* [演習の目標]: 『見えない絵本』をめぐる書評と選評の抜粋を、二文で要約してください。

『見えない絵本』



●書評

暗闇の中にいるぼくと桐一おじさんの、見えないものを見ようとする(見えない絵本を読む)試みは圧巻で、通常、見える者が見えない者へ見えたもののイメージを伝達すると考えられやすいが、ここでは眼球に写る像を見えるものとせずに、お互いのイメージが、お互いのイメージを喚起する。ある意味では桐一おじさんも目をあきながら暗闇をさまようことになるのである。暗闇の二人は、執拗な追求を繰り返し、ついに全体を明らかにしていく。(中略)かなり本質的なことに迫ろうとしていることは確かで、桐一おじさんは「オレは、この絵本を見つけたとき、映画にしたいと思ったのさ。それぐらい、考えさせられた、オレなりにね。子どもむけの絵本でも、ここまで書けるのかとおどろいたよ。オレが、ずっと問題にしてきたのと同じことが、この簡単な物語に埋めこまれとる。……オレが一番気になって、大事に思っている話を君に読んであげたかったからだ」と述べている。これはそのまま、この『見えない絵本』の読者へ向けて放つ長谷川集平のメッセージでもあるのだろう。(石井光恵 「図書新聞」'89.6.10より抜粋)


選評を行った今西祐行氏は次のように感想を述べた。
「これは非常に不思議な作品だと思う。何のために作品を書くのかという意味のことを、あとがきで作者も書いておられますが、作品を読むことは、その作者と二人っきりの秘密を共有するという魅力なのではないか。
 最後に聖書が出てきて、信仰や宗教など、いろんな事を考えさせるわけです。私の思い過ごしかもしれませんが、聖書というものは不思議なものでして、知識の本として読んでも何の魅力もない。しかし、ある共有する秘密をもちますとそこに信仰が生まれて生涯、取り付かれて離れることができない、ということになる。とてつもなく大きな世界を描こうとされているのかな、と思いますし、児童文学であるとか、ないとかいうことを超えた魅力を感じました。
 きっと、それぞれの読者が、長谷川集平さんと秘かに秘密をもちうる作品ではないか」(中略)
 受賞の挨拶の中で長谷川氏は児童出版への熱意を次のように語った。
「『赤い鳥』創刊の時の鈴木三重吉先生の言葉を読みますと、当時の児童出版のひどさを批判され、小さい人たちのために優れた芸術を与えたいという決意が述べられていました。今、わたしたちは、雑誌を作っていくなかで、何度も繰り返し読み直して、先生の精神を引き継いでいきたいと思います。

* [記録一覧]:
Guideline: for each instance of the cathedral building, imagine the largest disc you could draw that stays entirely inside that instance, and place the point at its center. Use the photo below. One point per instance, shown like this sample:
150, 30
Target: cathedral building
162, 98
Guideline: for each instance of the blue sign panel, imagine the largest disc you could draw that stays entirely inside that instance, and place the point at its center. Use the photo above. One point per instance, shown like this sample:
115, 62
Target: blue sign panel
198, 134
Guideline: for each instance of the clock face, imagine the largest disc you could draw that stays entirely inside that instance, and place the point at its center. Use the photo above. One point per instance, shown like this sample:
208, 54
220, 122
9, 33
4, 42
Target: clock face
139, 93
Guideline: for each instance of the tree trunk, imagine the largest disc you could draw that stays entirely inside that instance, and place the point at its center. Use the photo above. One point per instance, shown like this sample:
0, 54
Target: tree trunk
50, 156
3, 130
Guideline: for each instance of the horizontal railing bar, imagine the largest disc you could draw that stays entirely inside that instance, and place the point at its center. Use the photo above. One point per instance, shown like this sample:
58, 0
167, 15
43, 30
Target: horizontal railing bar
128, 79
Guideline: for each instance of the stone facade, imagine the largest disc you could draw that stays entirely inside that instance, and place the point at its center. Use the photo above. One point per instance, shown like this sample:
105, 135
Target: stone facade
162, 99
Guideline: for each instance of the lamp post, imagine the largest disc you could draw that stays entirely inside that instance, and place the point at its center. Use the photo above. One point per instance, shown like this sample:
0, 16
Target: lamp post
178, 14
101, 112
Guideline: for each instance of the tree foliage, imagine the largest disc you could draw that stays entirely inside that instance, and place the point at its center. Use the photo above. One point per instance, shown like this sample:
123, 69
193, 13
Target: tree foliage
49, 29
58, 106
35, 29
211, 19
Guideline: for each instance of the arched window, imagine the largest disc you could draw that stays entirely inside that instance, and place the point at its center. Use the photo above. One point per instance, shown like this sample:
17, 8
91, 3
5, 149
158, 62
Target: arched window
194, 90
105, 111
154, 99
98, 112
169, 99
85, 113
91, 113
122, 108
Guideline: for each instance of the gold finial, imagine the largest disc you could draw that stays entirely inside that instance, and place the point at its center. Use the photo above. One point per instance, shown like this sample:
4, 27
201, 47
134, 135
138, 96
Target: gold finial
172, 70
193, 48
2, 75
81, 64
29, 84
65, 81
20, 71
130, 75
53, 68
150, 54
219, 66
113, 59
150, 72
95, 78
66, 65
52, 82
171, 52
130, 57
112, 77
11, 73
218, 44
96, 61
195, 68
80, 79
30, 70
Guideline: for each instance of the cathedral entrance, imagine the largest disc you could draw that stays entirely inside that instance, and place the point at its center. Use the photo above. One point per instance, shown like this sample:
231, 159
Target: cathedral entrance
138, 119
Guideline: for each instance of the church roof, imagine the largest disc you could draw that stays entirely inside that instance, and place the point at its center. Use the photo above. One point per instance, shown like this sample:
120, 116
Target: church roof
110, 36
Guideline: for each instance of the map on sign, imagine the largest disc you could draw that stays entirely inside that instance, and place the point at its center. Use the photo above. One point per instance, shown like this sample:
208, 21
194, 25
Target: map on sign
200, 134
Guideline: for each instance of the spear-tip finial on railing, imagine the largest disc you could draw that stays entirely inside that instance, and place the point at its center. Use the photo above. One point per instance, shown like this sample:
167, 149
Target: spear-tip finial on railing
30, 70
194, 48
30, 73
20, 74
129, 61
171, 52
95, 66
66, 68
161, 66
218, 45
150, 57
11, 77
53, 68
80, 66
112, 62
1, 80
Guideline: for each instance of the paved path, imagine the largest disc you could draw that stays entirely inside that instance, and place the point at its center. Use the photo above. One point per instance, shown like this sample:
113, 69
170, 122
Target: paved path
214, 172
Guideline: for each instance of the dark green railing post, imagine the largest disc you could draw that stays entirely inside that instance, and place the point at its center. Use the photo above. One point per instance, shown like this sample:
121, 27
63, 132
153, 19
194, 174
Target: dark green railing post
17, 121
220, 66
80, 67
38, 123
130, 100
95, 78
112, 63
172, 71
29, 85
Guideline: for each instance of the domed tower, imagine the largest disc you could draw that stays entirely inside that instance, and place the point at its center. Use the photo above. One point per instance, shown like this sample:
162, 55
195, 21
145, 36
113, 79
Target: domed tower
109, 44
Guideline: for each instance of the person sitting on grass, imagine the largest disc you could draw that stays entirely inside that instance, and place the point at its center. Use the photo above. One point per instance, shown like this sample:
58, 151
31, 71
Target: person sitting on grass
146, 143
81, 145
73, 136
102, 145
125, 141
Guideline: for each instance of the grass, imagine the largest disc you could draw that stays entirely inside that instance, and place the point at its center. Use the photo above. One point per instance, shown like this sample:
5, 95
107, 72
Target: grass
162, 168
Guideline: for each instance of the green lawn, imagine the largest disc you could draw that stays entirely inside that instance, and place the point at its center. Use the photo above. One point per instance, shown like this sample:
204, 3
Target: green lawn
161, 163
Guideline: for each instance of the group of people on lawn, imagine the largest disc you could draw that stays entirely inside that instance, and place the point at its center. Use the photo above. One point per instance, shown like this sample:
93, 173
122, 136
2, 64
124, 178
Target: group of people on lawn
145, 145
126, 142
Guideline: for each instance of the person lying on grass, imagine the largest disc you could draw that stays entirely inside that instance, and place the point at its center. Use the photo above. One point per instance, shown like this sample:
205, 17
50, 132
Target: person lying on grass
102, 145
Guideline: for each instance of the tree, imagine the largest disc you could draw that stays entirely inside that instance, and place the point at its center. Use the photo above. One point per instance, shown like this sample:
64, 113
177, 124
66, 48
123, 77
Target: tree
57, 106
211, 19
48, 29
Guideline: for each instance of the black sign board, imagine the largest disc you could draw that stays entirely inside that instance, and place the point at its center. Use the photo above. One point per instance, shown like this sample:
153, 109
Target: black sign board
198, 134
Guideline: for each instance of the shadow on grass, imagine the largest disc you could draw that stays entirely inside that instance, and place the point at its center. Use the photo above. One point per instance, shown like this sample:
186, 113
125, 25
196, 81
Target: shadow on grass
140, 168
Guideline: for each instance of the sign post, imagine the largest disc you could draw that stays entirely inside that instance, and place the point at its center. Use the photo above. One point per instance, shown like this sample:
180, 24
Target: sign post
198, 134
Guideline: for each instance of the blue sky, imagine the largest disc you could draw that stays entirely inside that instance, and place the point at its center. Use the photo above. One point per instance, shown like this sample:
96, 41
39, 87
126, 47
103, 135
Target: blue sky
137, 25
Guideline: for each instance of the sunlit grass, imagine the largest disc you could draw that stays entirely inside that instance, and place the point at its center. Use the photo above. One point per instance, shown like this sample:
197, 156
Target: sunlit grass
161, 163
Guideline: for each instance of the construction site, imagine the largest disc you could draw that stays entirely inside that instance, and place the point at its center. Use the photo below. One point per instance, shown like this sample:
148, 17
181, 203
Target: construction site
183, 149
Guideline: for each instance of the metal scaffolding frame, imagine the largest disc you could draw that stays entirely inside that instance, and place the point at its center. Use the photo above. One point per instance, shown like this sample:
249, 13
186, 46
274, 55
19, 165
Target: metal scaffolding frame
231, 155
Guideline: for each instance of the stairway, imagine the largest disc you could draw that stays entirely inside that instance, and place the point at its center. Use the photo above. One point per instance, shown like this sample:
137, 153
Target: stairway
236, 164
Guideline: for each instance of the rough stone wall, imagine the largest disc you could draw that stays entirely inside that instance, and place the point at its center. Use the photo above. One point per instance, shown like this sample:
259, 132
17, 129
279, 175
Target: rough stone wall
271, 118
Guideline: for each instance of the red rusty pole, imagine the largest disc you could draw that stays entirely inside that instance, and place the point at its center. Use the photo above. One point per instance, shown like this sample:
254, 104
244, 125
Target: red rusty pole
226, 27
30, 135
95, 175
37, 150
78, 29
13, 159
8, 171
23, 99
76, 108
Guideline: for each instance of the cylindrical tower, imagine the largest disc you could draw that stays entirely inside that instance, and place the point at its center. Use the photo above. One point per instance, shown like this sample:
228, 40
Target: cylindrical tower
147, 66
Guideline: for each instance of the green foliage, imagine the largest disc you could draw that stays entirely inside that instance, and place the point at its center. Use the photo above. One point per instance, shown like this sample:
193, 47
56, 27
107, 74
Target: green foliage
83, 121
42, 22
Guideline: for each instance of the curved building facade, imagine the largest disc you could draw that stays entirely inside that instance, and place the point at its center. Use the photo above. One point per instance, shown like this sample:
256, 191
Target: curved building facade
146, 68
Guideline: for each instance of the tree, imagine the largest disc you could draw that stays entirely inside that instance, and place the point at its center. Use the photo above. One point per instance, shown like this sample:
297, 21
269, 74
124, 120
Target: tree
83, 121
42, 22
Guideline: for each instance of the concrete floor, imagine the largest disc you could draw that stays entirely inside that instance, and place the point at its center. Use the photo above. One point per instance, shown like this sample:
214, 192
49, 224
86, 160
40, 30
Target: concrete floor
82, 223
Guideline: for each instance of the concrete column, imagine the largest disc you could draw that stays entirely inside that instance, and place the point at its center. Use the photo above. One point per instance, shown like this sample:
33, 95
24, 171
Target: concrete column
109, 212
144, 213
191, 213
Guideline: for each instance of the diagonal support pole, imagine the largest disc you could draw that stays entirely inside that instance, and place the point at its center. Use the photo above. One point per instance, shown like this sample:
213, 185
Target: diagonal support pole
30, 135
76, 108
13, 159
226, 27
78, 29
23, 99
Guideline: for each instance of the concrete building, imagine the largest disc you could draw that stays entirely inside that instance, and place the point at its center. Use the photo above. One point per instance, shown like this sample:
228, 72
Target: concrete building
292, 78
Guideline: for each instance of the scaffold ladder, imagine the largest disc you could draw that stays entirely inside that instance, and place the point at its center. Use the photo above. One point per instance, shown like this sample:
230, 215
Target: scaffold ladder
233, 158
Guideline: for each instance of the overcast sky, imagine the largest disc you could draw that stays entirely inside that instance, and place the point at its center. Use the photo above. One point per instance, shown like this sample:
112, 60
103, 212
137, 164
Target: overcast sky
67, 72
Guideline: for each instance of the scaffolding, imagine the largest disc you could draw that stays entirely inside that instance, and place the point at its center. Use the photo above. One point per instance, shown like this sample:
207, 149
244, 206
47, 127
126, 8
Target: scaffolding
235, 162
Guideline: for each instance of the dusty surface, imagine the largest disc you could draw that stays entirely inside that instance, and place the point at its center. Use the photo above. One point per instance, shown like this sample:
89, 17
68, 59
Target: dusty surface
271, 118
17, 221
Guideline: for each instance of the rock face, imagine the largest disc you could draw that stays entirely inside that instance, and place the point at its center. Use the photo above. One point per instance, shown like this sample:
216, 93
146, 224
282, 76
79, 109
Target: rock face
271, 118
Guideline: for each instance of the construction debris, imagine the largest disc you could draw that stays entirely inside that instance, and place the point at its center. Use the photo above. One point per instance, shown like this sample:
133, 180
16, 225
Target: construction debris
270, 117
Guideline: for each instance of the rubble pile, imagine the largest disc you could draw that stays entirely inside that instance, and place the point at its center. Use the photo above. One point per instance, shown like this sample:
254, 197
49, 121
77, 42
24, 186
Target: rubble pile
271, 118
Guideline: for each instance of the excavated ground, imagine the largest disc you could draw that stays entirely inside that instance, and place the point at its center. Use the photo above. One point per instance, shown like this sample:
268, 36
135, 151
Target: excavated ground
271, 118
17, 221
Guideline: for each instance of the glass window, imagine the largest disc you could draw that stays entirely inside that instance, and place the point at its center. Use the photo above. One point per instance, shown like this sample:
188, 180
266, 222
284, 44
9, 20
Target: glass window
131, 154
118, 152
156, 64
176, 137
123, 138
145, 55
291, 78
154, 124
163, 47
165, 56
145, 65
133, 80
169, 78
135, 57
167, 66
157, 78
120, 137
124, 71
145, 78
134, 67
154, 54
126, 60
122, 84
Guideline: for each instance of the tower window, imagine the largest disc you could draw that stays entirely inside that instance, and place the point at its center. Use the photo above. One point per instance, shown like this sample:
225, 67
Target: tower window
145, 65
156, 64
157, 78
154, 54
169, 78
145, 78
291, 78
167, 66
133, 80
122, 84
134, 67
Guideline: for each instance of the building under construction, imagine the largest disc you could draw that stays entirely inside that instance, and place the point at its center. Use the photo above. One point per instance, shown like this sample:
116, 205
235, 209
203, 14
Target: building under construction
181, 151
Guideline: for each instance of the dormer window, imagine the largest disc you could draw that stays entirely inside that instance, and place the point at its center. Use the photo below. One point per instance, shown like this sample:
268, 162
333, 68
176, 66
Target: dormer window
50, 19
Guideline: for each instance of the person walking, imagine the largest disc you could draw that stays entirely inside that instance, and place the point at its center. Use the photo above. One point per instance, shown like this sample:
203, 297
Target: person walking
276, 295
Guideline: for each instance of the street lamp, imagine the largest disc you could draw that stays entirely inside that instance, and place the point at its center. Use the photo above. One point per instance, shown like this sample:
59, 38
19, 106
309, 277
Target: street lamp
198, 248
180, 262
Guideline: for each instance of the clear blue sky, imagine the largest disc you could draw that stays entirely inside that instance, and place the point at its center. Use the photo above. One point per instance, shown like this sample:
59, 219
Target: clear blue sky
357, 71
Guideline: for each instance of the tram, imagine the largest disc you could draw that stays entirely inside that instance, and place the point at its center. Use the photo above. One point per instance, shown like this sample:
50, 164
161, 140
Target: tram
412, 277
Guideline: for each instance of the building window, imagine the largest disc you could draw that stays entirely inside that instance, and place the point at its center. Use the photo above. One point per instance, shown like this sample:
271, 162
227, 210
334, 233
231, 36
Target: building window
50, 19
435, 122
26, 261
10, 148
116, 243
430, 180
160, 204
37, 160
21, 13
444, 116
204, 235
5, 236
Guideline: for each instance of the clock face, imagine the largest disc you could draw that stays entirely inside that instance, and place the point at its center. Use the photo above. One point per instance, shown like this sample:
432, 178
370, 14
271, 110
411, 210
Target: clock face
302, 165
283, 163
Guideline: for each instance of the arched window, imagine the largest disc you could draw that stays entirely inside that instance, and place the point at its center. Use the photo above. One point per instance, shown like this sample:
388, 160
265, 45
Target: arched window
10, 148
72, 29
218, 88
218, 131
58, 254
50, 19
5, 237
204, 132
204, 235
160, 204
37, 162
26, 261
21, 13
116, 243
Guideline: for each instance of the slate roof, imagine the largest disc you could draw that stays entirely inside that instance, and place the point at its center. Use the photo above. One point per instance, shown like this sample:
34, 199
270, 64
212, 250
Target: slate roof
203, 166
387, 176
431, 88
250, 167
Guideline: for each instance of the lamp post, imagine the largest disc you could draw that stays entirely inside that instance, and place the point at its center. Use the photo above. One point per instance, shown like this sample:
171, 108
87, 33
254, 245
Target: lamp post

* [課題への解答]: 書評は、暗闇の中で「ぼく」と桐一おじさんが見えない絵本を読もうとする試みを圧巻と評し、桐一おじさんの言葉はそのまま長谷川集平から読者へのメッセージでもあるだろうと述べている。選評で今西祐行氏は、読者それぞれが作者と秘密を共有しうる、児童文学の枠を超えた魅力をもつ不思議な作品だと述べ、長谷川氏は受賞の挨拶で鈴木三重吉先生の精神を引き継いでいきたいと語った。